▶ [TASK STATEMENT]: Every record shown below is to be output exactly.

▶ [MATERIAL TO PROCESS]:
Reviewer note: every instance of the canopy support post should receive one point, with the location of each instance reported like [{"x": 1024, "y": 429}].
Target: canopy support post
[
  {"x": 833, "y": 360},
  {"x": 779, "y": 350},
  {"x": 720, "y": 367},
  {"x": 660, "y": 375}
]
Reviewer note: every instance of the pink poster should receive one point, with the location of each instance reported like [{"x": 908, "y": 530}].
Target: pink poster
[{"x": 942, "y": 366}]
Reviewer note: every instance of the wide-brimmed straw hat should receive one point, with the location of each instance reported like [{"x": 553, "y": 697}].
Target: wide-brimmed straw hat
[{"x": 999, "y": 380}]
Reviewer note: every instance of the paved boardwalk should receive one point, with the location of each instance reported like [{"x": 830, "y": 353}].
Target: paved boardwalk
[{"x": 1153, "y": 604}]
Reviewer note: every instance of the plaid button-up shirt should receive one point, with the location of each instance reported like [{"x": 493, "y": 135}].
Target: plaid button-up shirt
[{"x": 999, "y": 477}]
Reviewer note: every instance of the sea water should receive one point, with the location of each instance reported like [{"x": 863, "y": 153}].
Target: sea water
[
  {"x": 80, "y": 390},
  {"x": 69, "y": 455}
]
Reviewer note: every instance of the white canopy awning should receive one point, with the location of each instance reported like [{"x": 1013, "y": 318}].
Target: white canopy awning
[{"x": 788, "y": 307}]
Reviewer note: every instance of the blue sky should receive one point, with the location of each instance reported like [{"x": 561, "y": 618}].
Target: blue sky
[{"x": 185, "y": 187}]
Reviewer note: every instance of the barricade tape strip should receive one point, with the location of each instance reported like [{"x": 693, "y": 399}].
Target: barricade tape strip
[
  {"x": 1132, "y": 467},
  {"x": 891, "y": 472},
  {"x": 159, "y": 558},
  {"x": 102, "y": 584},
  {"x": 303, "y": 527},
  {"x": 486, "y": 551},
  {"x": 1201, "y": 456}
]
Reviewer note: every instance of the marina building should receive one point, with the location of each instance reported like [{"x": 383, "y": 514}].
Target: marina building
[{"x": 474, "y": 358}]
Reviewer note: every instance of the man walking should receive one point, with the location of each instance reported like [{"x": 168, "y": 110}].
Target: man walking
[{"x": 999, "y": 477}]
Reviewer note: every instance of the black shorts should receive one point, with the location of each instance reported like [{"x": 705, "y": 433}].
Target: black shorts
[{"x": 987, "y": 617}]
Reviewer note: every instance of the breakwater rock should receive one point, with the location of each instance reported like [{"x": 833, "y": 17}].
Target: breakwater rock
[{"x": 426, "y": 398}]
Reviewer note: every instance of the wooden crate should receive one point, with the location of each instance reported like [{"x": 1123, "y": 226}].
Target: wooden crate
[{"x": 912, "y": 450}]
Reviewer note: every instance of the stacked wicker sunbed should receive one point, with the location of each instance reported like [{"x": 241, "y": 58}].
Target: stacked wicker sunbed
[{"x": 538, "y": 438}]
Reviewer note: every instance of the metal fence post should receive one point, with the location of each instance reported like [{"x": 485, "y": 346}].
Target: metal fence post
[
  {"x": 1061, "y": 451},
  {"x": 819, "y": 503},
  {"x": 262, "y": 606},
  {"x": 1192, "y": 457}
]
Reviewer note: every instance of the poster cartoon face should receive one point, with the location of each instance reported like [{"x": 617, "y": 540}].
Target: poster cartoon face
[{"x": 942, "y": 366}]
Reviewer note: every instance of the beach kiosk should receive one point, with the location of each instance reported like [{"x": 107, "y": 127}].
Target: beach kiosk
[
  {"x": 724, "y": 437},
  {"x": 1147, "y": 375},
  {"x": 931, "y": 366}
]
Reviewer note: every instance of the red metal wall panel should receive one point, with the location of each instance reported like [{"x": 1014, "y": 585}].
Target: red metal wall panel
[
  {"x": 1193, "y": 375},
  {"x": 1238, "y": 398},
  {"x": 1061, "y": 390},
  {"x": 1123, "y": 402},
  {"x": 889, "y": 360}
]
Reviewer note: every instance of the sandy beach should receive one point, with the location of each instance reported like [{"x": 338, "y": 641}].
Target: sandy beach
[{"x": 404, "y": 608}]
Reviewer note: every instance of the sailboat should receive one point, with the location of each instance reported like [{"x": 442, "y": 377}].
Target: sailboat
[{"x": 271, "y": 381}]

▶ [RESULT FOR THIS TASK]:
Reviewer note: every instance of the canopy support post should receive one point, with the location of each instance reported like [{"x": 1024, "y": 429}].
Target: canopy support post
[
  {"x": 833, "y": 360},
  {"x": 779, "y": 350},
  {"x": 720, "y": 367},
  {"x": 660, "y": 375}
]
Reviewer note: every instance of the pink poster should receive one point, with the location of each instance reported like [{"x": 908, "y": 530}].
Target: pink poster
[{"x": 942, "y": 366}]
Reviewer note: every instance of the wide-brimmed straw hat should receive one point, with the location of each instance reported like [{"x": 553, "y": 697}].
Target: wide-brimmed straw hat
[{"x": 999, "y": 380}]
Reviewer note: every instance of the paved boardwalk should receive one point, with the location of each instance reported like [{"x": 830, "y": 353}].
Target: paved boardwalk
[{"x": 1153, "y": 604}]
Reviewer note: every instance of the plaid button-up shirt should receive one point, with the location of each instance reported like [{"x": 493, "y": 135}].
Target: plaid button-up shirt
[{"x": 999, "y": 477}]
Reviewer note: every instance of the sea water should receive one point, with the location of each instance reported like [{"x": 863, "y": 153}].
Target: sea water
[
  {"x": 80, "y": 390},
  {"x": 69, "y": 455}
]
Reviewer note: every instance of the white canopy awning should receive one point, with the location of each instance reported like [{"x": 1013, "y": 318}].
Target: white canopy awning
[{"x": 788, "y": 307}]
Reviewer note: every instance of the blue sky should receive one point, with the location of each instance reported like [{"x": 561, "y": 618}].
Target: blue sky
[{"x": 185, "y": 187}]
Reviewer note: every instance of the barricade tape strip should receive one point, with the location of each instance reported like [{"x": 693, "y": 399}].
Target: barricade tape strip
[
  {"x": 1132, "y": 467},
  {"x": 891, "y": 472},
  {"x": 159, "y": 558},
  {"x": 102, "y": 584},
  {"x": 303, "y": 527},
  {"x": 486, "y": 551},
  {"x": 1201, "y": 456}
]
Reviewer note: every instance of the marina building should receive one point, with the location of each instance reported like [{"x": 383, "y": 514}].
Target: marina building
[{"x": 474, "y": 358}]
Reviewer note: every instance of the man walking should receive one point, with the location of each instance reported like [{"x": 168, "y": 110}].
Target: man walking
[{"x": 999, "y": 477}]
Reviewer note: every instance of the black shorts should receive one point, with the location of each instance reported like [{"x": 705, "y": 433}].
Target: black shorts
[{"x": 987, "y": 617}]
Reviewer note: every instance of the breakwater rock should receive one point, with the location of each instance reported like [{"x": 833, "y": 17}].
Target: breakwater rock
[{"x": 426, "y": 398}]
Reviewer note: every instance of the wooden crate should receive one point, with the location of each instance reported like [{"x": 1123, "y": 226}].
Target: wooden crate
[{"x": 912, "y": 450}]
Reviewer note: every instance of the stacked wicker sunbed should receive one point, with the location of each instance reported like [{"x": 241, "y": 58}].
Target: stacked wicker sunbed
[{"x": 538, "y": 438}]
Reviewer note: every instance of the metal fence post should receive one point, with the location of each instance reported like [{"x": 485, "y": 346}].
Target: metal fence post
[
  {"x": 1061, "y": 451},
  {"x": 819, "y": 503},
  {"x": 262, "y": 606},
  {"x": 1192, "y": 457}
]
Reviewer note: every instance of the poster cartoon face should receive one point, with the location of each instance reported like [{"x": 617, "y": 540}].
Target: poster cartoon face
[{"x": 942, "y": 366}]
Reviewer note: every instance of the beach kiosk should receive one point, with the location of each instance reported like [{"x": 107, "y": 127}].
Target: beach kiosk
[
  {"x": 724, "y": 437},
  {"x": 1147, "y": 375},
  {"x": 931, "y": 366}
]
Reviewer note: every instance of the red metal wall panel should receive one point, with the location of each instance reported like [{"x": 1014, "y": 585}].
Target: red metal wall panel
[
  {"x": 1193, "y": 375},
  {"x": 1238, "y": 398},
  {"x": 1061, "y": 390},
  {"x": 1123, "y": 402},
  {"x": 889, "y": 360}
]
Reviewer note: every instance of the sandy beach should receive one point, with the location of each instance reported like [{"x": 338, "y": 641}].
Target: sandy beach
[{"x": 404, "y": 608}]
Reviewer note: every instance of the sailboat should receive one point, with the location of each instance reported like [{"x": 442, "y": 377}].
Target: sailboat
[{"x": 271, "y": 381}]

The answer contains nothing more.